• [Dataset entries]

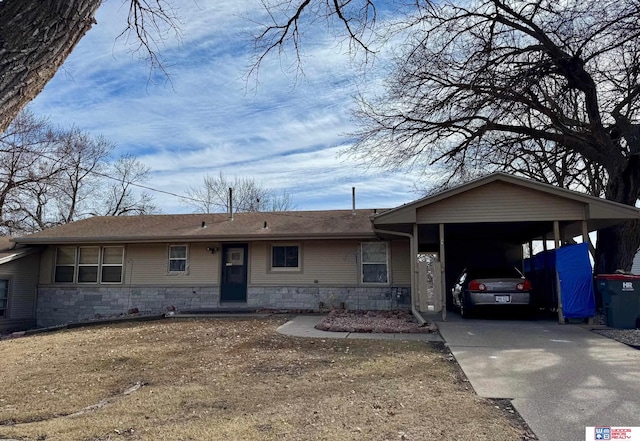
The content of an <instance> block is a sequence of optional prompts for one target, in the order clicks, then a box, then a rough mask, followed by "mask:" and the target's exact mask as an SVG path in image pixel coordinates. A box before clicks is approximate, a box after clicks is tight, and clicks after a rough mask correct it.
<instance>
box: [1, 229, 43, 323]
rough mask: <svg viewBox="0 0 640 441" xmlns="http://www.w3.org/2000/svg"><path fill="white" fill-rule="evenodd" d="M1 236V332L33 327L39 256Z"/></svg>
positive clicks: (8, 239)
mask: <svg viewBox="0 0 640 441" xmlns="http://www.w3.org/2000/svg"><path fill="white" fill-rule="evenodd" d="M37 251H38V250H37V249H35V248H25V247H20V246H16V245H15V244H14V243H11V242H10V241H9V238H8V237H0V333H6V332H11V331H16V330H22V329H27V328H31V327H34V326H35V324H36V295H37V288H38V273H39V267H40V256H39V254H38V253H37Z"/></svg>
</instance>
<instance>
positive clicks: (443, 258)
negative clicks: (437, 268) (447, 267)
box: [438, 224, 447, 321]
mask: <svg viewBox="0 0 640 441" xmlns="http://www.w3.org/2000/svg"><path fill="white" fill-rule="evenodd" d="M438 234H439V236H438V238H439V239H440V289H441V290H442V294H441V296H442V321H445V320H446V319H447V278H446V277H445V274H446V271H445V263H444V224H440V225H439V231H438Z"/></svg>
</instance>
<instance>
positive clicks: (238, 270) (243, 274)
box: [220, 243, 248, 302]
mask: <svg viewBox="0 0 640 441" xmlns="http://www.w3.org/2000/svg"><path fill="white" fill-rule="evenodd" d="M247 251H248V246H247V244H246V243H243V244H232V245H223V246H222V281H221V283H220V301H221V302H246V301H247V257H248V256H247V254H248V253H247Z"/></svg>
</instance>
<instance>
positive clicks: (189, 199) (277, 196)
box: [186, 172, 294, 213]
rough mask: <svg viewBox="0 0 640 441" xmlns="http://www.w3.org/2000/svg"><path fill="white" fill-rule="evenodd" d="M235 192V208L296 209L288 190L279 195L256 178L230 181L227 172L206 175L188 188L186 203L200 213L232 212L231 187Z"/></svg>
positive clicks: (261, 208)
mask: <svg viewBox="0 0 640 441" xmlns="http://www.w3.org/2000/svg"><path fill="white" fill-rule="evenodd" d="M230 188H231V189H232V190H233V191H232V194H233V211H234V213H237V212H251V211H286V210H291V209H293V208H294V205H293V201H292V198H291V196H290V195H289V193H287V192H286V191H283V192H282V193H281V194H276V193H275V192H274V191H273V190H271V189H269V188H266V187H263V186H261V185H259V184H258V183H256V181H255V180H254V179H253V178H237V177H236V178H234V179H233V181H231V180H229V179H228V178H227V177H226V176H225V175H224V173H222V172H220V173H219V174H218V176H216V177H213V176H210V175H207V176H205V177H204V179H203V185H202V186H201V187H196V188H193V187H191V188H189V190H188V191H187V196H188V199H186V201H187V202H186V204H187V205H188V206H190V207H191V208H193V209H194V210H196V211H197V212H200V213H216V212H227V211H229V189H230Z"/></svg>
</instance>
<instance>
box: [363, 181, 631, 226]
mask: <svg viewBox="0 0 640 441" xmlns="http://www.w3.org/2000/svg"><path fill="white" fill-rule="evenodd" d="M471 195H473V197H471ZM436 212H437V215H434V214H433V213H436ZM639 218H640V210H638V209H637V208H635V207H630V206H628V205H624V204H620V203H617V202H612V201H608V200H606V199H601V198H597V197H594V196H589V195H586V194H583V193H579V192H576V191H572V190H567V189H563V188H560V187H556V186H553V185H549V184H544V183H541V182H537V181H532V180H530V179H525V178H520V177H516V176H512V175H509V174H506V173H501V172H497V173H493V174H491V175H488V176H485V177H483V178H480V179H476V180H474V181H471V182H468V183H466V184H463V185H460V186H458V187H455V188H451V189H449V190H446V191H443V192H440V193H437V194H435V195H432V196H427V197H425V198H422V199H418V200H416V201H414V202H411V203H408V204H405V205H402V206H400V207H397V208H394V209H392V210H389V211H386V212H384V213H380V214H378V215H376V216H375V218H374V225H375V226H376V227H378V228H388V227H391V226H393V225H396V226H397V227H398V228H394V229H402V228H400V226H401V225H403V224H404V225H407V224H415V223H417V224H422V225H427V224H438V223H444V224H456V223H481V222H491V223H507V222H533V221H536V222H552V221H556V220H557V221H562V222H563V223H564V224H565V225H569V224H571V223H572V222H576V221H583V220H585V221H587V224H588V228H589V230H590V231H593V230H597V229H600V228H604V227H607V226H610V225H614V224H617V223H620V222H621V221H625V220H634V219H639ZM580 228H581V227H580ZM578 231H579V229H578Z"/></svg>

* * *

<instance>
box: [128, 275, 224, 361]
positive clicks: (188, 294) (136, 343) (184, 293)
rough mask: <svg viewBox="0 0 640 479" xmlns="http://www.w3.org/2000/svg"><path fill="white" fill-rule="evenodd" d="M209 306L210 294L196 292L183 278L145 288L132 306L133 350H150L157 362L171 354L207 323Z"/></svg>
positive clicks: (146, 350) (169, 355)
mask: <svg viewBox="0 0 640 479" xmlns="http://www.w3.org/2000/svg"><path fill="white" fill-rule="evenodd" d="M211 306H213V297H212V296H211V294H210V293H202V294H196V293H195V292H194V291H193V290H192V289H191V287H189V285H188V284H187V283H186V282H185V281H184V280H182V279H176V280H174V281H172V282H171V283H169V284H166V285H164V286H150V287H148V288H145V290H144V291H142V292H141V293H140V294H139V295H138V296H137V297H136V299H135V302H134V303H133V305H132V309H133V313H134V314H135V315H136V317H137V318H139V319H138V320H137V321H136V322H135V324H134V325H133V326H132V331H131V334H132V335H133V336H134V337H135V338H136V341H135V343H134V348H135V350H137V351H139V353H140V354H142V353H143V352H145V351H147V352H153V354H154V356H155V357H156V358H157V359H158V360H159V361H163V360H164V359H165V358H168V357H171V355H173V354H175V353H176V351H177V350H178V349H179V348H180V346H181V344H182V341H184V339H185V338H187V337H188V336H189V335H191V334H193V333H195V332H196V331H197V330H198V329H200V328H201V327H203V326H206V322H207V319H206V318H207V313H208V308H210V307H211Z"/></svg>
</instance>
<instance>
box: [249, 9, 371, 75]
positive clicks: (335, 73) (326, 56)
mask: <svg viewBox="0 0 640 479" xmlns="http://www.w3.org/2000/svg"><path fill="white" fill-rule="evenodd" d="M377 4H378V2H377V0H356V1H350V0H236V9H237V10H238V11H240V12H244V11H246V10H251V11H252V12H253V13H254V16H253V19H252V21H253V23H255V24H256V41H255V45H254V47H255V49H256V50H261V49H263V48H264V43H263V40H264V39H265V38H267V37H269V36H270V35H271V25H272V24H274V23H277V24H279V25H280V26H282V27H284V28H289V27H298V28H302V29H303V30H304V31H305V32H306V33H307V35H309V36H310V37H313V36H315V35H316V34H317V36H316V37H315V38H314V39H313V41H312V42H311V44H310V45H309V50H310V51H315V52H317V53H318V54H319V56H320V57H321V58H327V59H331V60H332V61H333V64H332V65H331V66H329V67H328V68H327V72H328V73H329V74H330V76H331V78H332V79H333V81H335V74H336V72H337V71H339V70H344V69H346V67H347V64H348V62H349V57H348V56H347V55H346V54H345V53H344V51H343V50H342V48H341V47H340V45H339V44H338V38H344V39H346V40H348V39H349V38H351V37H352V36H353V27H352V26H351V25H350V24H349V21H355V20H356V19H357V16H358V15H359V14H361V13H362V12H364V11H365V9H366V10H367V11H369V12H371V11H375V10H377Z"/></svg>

---

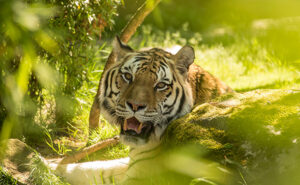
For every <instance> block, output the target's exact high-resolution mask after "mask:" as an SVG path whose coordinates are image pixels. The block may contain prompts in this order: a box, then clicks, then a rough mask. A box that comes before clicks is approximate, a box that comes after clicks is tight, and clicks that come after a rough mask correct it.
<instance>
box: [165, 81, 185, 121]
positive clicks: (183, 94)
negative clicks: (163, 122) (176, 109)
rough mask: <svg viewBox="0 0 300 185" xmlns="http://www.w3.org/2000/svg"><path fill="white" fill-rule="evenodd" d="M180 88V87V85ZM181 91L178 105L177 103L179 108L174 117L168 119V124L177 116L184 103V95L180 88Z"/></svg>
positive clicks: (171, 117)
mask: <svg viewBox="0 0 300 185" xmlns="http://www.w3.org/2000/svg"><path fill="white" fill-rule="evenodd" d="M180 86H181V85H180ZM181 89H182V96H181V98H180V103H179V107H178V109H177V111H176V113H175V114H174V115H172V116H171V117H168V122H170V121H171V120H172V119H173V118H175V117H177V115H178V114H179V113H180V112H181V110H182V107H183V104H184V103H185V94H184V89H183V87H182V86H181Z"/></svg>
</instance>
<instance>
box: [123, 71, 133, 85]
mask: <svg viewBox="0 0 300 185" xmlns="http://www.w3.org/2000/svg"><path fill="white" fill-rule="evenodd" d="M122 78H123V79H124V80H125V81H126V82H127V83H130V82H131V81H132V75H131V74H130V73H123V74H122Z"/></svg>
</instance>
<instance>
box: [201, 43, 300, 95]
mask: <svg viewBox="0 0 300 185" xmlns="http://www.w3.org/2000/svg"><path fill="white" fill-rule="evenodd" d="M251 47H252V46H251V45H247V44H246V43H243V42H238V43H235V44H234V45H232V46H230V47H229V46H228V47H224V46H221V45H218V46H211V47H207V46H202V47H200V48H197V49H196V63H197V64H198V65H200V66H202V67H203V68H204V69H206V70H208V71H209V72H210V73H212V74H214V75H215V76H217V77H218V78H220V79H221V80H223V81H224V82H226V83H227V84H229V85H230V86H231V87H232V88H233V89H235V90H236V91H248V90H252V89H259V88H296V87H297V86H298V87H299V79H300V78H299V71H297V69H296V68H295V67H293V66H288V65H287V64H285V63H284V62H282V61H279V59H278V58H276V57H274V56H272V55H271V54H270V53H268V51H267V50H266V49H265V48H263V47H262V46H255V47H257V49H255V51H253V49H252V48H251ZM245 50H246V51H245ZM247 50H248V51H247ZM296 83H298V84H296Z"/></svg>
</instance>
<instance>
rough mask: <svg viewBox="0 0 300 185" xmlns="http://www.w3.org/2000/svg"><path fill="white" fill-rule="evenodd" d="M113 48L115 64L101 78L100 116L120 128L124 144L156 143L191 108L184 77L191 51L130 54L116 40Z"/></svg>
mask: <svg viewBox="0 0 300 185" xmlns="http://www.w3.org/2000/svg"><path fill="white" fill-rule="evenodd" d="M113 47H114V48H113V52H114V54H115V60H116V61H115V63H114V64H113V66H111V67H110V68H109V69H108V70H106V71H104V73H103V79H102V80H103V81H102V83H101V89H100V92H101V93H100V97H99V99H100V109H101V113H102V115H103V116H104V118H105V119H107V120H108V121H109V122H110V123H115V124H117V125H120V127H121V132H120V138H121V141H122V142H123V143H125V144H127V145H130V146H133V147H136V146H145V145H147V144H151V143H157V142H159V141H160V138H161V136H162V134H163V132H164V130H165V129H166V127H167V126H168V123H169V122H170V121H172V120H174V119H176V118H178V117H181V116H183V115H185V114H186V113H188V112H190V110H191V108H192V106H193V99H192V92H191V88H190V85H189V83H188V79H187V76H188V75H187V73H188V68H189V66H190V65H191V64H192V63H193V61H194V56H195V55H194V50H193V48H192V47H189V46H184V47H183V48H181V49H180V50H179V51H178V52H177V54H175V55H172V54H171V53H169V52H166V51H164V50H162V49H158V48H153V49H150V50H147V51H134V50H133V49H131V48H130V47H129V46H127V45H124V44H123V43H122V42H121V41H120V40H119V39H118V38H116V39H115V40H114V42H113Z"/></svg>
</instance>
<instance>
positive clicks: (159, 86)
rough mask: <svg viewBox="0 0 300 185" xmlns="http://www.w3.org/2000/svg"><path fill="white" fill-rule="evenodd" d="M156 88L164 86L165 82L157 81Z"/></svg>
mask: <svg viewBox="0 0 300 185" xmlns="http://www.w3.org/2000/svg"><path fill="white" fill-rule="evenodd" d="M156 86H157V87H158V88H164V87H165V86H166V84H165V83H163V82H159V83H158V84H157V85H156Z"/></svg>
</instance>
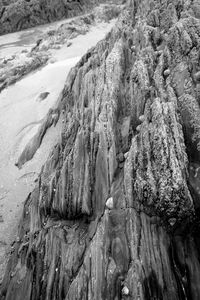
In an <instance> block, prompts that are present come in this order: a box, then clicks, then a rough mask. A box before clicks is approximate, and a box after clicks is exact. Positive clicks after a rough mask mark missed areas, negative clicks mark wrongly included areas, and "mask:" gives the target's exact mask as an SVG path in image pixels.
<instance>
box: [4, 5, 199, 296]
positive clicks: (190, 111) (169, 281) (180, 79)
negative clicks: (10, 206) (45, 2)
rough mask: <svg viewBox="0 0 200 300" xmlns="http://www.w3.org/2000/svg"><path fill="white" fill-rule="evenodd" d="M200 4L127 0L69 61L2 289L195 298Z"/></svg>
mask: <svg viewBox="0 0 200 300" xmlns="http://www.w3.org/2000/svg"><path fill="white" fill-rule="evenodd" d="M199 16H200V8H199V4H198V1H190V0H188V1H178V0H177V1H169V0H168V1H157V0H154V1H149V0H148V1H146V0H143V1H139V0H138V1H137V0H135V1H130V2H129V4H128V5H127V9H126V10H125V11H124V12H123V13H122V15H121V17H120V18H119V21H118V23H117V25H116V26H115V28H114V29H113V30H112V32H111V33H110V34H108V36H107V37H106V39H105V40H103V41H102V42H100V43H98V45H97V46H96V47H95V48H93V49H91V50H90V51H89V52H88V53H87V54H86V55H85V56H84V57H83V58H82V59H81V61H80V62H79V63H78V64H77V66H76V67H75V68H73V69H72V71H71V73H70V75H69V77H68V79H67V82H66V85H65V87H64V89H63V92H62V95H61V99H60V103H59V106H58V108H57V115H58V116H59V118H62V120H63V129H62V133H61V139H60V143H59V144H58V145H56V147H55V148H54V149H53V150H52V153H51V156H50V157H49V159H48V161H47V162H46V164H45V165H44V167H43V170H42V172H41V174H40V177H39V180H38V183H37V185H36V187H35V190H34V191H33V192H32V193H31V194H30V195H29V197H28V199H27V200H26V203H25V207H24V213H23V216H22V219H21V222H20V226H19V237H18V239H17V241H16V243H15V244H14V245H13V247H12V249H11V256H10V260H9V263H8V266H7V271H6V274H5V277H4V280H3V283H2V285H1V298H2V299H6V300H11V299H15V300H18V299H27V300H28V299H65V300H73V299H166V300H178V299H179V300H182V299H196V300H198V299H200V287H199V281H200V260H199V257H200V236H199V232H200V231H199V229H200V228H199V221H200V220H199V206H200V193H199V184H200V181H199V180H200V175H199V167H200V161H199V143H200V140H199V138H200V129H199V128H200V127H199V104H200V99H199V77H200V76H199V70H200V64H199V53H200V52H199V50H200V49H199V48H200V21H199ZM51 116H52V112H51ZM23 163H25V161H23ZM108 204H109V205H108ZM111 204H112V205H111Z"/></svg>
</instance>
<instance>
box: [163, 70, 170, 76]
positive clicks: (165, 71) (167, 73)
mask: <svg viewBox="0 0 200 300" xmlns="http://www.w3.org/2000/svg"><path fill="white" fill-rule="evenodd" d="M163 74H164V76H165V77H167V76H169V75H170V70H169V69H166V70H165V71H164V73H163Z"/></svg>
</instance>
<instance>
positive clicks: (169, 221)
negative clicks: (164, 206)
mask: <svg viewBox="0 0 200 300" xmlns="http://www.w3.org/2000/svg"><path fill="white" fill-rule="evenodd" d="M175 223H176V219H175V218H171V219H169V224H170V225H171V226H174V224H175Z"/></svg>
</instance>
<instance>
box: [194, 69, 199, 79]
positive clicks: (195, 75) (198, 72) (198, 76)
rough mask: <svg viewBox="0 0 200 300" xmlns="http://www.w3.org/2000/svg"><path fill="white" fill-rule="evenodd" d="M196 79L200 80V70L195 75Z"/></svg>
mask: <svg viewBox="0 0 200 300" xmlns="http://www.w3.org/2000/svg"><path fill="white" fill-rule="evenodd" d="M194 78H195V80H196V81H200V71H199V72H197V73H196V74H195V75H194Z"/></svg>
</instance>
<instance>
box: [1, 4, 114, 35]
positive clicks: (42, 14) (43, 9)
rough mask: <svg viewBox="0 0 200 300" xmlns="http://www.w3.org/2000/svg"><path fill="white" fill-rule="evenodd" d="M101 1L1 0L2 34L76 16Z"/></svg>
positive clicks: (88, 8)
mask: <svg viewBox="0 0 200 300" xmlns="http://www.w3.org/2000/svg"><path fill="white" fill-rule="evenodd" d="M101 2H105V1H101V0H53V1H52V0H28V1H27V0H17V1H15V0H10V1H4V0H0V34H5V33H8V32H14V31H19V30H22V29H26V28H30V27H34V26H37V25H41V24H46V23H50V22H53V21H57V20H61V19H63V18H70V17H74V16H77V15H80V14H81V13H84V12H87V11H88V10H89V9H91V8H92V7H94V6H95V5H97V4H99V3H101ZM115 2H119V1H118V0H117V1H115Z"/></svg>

• [Problem details] Each line in the entries above, starting at the line with "The content of" and ending at the line with "negative clicks: (437, 268) (447, 267)", is to be printed exactly, and only those lines.

• [Answer space]
The content of an <instance> block is a sequence of optional prompts for one target, in the order clicks, then a box, then a rough mask, followed by "mask:" and the target's exact mask as an SVG path in image pixel coordinates. A box before clicks is approximate, a box after clicks is tight, and clicks after a rough mask correct it.
<instance>
box: [1, 229, 43, 323]
rough mask: <svg viewBox="0 0 640 441" xmlns="http://www.w3.org/2000/svg"><path fill="white" fill-rule="evenodd" d="M1 236V332L33 327L39 256Z"/></svg>
positive clicks: (8, 239)
mask: <svg viewBox="0 0 640 441" xmlns="http://www.w3.org/2000/svg"><path fill="white" fill-rule="evenodd" d="M37 251H38V250H37V249H35V248H25V247H20V246H16V245H15V244H14V243H11V242H10V241H9V238H8V237H0V333H6V332H11V331H16V330H22V329H27V328H31V327H34V326H35V324H36V295H37V288H38V273H39V267H40V256H39V254H38V253H37Z"/></svg>
</instance>
<instance>
positive clicks: (443, 258)
negative clicks: (437, 268) (447, 267)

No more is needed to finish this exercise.